**TASK LIST:**
1/ Edit the post on soft science by writing out its text starting with "EMPIRICAL DESCRIPTIONS are" and going on through "of empirical descriptions.", with "observations" changed to "measurements".
2/ Decide whether each of these statements agrees with the post on soft science, answering yes or no and quoting the deciding words from the post: (a) Testing and validation of empirical descriptions is seldom rigorous. (b) Most people readily accept being told that their ideas are wrong. (c) Most common sense understanding of the world consists of empirical descriptions.

**PAGE:**
────────────────

Very few scientists

[From Dag Forssell (930506 1210)]

Quoting myself from yesterday on "soft" science:

EMPIRICAL DESCRIPTIONS are descriptions of what is happening based
on observations. Explanations suggest underlying regularities;
things that usually happen "other things being equal." Testing and
validation is seldom rigorous. This leads to an intuitive or
statistical recognition of observed phenomena and empirical laws =
rules for practice. Most "common sense" understanding of our world
consists of empirical descriptions.

CHUCK TUCKER 930505

...As one can read on the net, very few people tolerate being told
that their ideas are wrong. I know that scientists are not
supposed shy away from having their ideas rejected with sound
reasoning and sound evidence but it appears that there are very
few scientists that are like that in the life sciences; perhaps
this is why other scientists don't consider us very scientific.

────────────────

[Object point labels]
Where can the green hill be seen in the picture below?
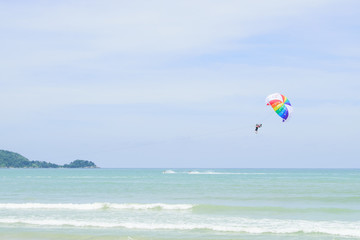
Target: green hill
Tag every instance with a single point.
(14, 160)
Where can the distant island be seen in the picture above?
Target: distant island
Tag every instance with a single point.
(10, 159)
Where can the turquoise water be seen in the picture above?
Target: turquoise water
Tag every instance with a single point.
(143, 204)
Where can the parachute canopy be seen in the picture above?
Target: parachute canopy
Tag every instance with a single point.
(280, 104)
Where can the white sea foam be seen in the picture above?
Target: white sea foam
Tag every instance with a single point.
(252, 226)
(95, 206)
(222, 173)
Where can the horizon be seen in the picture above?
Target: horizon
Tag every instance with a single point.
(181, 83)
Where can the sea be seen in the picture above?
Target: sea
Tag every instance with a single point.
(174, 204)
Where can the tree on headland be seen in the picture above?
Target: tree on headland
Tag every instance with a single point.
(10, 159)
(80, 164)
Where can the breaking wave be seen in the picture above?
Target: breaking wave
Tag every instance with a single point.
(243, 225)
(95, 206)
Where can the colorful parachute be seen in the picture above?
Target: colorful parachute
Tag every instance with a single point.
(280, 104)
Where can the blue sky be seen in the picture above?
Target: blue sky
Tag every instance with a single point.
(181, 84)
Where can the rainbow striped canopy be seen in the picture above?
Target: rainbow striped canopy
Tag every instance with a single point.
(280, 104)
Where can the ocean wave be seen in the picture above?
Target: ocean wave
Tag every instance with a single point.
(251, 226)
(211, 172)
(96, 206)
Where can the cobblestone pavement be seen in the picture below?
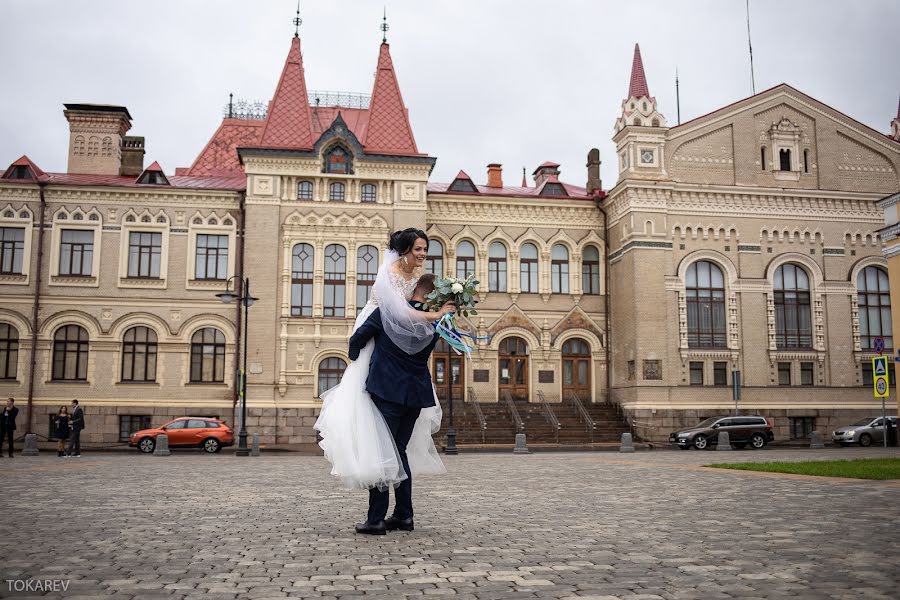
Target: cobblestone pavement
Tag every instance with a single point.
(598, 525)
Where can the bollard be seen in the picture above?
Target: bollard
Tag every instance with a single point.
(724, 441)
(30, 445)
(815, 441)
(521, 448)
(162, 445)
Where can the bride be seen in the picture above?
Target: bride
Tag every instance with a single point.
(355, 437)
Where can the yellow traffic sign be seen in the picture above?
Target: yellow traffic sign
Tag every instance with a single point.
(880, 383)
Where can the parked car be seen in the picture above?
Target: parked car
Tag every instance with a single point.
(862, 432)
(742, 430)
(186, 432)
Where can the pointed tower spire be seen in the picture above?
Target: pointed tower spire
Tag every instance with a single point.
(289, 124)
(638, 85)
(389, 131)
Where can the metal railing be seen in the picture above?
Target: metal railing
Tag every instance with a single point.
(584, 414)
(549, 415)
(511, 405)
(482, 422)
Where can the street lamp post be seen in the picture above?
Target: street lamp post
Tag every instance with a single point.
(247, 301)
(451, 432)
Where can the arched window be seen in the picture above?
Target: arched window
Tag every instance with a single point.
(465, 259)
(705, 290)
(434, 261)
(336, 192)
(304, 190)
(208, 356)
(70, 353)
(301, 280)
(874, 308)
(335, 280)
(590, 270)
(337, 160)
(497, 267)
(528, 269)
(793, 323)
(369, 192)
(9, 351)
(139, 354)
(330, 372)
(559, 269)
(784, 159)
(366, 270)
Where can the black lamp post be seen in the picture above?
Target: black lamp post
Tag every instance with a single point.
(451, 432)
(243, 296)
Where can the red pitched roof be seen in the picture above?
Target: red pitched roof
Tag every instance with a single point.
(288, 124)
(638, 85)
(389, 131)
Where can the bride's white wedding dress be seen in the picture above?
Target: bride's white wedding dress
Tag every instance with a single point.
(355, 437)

────────────────

**OUTPUTS IN ORDER:**
1/
EMPIRICAL DESCRIPTIONS are descriptions of what is happening based
on measurements. Explanations suggest underlying regularities;
things that usually happen "other things being equal." Testing and
validation is seldom rigorous. This leads to an intuitive or
statistical recognition of observed phenomena and empirical laws =
rules for practice. Most "common sense" understanding of our world
consists of empirical descriptions.

2/
(a) Yes: "Testing and validation is seldom rigorous."
(b) No: "very few people tolerate being told that their ideas are wrong."
(c) Yes: "understanding of our world consists of empirical descriptions."